** Begin Records shown **
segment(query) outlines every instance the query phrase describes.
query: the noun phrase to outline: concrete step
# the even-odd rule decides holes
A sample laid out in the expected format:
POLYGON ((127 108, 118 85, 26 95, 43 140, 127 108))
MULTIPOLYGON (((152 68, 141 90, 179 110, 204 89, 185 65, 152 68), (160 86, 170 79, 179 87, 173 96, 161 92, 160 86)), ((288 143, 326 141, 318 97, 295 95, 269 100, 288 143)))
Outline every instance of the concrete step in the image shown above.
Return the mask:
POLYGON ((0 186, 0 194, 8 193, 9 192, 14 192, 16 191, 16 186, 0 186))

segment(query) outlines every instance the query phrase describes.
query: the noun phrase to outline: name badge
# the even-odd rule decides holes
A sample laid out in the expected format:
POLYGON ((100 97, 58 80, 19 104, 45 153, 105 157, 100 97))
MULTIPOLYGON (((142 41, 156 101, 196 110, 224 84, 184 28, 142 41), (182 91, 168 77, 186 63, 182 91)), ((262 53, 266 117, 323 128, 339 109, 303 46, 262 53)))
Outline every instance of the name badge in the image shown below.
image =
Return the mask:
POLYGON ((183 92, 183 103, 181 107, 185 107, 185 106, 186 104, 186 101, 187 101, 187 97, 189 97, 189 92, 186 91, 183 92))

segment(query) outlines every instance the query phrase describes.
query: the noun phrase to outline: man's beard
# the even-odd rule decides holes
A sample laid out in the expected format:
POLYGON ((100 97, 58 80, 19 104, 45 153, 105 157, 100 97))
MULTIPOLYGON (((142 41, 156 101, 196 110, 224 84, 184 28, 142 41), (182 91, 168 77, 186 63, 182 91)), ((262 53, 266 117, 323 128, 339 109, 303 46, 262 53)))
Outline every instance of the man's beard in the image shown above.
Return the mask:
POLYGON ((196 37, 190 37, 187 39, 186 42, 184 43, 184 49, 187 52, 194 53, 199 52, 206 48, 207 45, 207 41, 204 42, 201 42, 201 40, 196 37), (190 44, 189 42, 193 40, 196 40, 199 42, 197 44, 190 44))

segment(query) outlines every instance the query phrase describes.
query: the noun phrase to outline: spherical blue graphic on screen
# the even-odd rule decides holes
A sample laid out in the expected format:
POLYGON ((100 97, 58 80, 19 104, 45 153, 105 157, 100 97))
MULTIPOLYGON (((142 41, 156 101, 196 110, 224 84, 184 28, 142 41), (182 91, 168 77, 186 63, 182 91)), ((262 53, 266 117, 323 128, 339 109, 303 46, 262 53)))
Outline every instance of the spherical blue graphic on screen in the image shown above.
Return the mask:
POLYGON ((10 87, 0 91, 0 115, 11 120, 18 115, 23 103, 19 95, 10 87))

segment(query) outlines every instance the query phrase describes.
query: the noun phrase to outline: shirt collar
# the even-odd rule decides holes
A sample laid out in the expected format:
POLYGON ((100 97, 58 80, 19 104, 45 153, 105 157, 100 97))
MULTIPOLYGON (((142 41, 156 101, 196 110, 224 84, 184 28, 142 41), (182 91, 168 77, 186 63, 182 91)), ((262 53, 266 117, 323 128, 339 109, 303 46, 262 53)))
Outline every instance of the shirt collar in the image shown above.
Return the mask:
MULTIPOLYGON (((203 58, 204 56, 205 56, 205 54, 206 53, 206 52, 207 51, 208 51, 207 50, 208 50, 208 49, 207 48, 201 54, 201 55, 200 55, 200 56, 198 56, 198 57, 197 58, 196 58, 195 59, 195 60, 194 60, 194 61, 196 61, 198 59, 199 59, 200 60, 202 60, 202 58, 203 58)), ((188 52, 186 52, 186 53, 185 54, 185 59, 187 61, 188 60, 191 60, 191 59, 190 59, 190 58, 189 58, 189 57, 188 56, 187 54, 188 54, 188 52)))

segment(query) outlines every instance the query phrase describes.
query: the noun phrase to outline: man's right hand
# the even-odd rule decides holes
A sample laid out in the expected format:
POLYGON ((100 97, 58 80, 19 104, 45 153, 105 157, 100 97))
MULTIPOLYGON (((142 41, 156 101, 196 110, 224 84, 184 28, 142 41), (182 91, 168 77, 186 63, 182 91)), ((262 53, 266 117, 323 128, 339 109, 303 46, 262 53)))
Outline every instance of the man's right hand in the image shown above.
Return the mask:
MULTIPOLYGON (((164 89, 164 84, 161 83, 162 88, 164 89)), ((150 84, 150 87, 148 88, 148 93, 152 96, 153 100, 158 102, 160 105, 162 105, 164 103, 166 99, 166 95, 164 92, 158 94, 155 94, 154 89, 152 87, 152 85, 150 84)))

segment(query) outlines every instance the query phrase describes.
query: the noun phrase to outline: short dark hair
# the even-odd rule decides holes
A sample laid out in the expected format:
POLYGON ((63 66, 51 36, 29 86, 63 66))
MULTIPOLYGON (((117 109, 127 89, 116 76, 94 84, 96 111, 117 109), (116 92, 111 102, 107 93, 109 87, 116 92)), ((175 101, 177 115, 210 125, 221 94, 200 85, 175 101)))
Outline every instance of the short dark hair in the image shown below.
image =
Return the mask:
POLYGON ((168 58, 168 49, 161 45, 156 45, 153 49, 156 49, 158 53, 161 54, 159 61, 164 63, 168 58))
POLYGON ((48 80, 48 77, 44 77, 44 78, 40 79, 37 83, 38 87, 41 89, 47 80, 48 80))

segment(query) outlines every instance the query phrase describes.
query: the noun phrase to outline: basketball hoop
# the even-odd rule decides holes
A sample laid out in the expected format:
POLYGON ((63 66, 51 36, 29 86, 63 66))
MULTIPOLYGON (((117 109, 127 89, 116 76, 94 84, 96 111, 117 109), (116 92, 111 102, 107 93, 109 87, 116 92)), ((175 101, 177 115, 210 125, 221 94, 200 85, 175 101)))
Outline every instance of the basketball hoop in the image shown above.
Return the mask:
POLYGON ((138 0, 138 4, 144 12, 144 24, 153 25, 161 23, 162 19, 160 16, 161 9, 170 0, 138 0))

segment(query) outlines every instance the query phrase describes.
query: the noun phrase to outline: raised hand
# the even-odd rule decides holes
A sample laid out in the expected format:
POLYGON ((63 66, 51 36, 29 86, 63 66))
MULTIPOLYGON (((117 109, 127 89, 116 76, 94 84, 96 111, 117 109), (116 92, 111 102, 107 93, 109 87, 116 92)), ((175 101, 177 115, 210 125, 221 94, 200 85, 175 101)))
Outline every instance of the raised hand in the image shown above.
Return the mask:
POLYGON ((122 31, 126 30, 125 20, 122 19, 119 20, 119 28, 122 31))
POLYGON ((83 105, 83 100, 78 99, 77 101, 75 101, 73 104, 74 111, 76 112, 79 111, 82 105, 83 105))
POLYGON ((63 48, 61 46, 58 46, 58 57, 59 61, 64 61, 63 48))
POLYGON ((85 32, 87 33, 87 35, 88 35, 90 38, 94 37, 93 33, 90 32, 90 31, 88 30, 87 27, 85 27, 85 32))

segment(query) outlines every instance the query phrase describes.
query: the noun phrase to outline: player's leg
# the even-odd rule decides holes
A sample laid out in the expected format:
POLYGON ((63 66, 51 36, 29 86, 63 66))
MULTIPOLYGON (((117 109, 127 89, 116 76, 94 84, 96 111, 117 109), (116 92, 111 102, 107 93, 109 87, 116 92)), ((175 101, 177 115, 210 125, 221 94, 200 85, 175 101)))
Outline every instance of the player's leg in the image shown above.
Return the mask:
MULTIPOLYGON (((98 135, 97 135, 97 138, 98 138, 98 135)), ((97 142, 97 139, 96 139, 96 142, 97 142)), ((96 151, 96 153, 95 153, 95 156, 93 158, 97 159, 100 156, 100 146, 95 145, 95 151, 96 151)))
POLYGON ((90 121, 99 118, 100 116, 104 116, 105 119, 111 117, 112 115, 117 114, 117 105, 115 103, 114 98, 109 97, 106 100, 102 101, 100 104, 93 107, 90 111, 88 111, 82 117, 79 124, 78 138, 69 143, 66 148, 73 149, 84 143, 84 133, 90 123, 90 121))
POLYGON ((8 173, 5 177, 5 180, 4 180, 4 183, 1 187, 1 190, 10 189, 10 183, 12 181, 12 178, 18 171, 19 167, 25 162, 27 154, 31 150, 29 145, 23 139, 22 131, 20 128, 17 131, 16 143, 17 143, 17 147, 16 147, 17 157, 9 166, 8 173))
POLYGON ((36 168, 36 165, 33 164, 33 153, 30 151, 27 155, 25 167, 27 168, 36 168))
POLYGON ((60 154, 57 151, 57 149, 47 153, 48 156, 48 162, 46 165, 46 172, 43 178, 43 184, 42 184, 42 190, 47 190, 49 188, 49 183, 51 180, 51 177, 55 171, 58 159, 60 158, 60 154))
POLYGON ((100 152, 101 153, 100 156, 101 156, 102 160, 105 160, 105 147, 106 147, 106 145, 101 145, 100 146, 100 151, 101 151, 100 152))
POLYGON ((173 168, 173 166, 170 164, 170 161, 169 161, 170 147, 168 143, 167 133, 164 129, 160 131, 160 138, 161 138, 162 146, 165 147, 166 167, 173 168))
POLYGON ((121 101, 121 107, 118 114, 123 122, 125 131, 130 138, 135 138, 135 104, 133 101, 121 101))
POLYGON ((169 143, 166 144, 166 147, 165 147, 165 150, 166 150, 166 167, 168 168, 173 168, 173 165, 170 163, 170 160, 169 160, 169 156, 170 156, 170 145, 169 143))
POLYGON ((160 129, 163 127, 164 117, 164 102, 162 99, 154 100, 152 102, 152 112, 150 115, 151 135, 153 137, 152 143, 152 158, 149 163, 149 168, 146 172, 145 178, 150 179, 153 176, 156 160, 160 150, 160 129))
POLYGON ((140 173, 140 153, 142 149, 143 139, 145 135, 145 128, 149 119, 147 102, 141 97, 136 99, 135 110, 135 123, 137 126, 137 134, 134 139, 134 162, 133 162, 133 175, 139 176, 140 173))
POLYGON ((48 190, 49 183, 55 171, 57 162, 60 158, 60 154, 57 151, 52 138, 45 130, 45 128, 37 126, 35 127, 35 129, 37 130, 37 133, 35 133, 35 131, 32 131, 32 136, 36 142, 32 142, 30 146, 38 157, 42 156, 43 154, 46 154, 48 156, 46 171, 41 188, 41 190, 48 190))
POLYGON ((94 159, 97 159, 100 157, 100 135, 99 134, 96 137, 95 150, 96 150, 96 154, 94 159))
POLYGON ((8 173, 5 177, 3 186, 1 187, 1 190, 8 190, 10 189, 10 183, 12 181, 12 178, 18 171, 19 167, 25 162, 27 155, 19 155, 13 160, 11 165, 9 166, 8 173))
** End Records shown **
## Work to be completed
Pull out each line from the rows above that contains the string "step".

## Result for this task
query: the noun phrase to outline: concrete step
Outline every instance of the concrete step in the image shown above.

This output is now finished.